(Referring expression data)

□ □ □ □

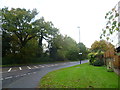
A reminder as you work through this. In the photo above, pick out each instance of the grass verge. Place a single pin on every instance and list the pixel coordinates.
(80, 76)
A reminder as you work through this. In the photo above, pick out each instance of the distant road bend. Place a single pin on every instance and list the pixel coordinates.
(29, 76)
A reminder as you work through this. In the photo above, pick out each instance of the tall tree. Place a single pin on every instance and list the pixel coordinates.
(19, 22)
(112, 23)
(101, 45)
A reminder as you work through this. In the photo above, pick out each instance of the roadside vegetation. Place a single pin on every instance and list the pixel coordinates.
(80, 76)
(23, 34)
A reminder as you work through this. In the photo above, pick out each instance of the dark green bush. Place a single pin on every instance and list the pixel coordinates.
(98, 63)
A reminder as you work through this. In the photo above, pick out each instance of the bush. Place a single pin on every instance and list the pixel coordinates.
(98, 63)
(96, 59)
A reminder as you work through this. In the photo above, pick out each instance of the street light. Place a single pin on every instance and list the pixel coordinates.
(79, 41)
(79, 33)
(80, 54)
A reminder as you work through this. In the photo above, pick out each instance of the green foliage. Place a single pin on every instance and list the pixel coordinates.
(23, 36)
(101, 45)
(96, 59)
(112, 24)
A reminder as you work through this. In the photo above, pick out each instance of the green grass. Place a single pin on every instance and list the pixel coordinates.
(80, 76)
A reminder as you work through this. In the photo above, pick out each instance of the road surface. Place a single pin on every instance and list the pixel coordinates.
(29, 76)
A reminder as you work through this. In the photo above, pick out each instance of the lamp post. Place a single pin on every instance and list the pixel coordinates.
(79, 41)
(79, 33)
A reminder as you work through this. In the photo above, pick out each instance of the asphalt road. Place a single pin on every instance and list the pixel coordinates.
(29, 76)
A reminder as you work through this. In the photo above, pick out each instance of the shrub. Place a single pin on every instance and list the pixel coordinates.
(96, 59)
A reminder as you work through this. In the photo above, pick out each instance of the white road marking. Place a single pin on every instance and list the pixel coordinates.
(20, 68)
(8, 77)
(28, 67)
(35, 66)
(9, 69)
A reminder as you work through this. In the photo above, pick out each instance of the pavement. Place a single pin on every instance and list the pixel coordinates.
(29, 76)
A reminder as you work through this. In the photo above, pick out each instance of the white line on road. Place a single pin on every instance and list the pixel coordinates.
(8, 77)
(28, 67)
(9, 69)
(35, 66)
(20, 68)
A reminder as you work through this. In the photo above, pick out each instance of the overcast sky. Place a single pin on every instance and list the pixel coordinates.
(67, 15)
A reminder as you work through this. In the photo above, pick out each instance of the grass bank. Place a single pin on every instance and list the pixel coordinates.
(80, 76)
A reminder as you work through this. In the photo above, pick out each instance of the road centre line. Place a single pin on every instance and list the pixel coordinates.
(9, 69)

□ □ □ □

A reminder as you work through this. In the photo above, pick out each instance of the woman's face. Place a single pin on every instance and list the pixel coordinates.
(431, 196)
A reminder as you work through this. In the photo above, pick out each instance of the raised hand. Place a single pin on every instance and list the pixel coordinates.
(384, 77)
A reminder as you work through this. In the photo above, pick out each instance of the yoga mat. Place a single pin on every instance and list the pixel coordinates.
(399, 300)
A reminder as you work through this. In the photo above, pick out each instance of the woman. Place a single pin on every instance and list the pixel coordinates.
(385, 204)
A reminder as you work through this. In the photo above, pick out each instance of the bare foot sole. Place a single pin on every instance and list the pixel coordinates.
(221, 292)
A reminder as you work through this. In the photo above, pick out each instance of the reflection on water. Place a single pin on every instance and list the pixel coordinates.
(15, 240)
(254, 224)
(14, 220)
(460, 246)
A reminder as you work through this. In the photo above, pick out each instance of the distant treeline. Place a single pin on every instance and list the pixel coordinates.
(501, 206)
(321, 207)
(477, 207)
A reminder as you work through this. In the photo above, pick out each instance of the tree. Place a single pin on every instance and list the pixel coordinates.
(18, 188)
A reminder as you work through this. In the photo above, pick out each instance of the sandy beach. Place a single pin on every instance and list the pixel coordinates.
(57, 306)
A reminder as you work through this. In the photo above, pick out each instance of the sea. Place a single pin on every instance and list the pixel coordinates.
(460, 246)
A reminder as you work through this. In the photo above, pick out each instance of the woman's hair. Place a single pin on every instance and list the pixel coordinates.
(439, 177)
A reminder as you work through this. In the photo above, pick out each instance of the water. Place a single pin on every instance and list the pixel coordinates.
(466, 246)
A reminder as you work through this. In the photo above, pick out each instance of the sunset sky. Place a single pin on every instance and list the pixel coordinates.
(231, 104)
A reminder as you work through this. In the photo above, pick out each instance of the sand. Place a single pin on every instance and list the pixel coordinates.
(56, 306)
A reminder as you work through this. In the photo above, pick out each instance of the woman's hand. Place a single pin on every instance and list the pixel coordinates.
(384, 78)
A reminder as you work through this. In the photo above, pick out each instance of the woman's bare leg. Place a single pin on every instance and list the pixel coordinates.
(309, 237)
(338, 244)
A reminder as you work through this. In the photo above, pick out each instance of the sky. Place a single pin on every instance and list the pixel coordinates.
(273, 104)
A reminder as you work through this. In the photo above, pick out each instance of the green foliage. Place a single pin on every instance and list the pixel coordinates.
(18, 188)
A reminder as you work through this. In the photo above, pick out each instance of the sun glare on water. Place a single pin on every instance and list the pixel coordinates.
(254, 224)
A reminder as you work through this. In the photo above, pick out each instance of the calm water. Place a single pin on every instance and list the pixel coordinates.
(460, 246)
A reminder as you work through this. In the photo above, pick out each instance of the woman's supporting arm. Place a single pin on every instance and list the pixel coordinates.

□ □ □ □

=== Problem details ===
Give back, exactly as written, the stretch from the line with "of the sky." through the line with "the woman's supporting", and no other lines from the records above.

=== Result for this task ===
A reminder as you work through this. In the photo above, pick out each instance of the sky. Place a single pin on every instance and list the pixel coordinates.
(273, 104)
A reminder as you work through this. In the photo above, pick out each instance of the green foliage. Place a single pin on every instance and list the pixel coordinates.
(18, 188)
A reminder as you work through this. In the photo above, pick out each instance of the sun glare on water. Place a single pin on every instance and list the pixel coordinates.
(254, 224)
A reminder as you work through this. In the photo above, pick out each instance of the calm water. Place a single pin on every instance and list the pixel coordinates.
(460, 246)
A reminder as you work through this. In the photo above, pick out each instance of the woman's supporting arm. Place a single pin on every instance and list the pixel coordinates.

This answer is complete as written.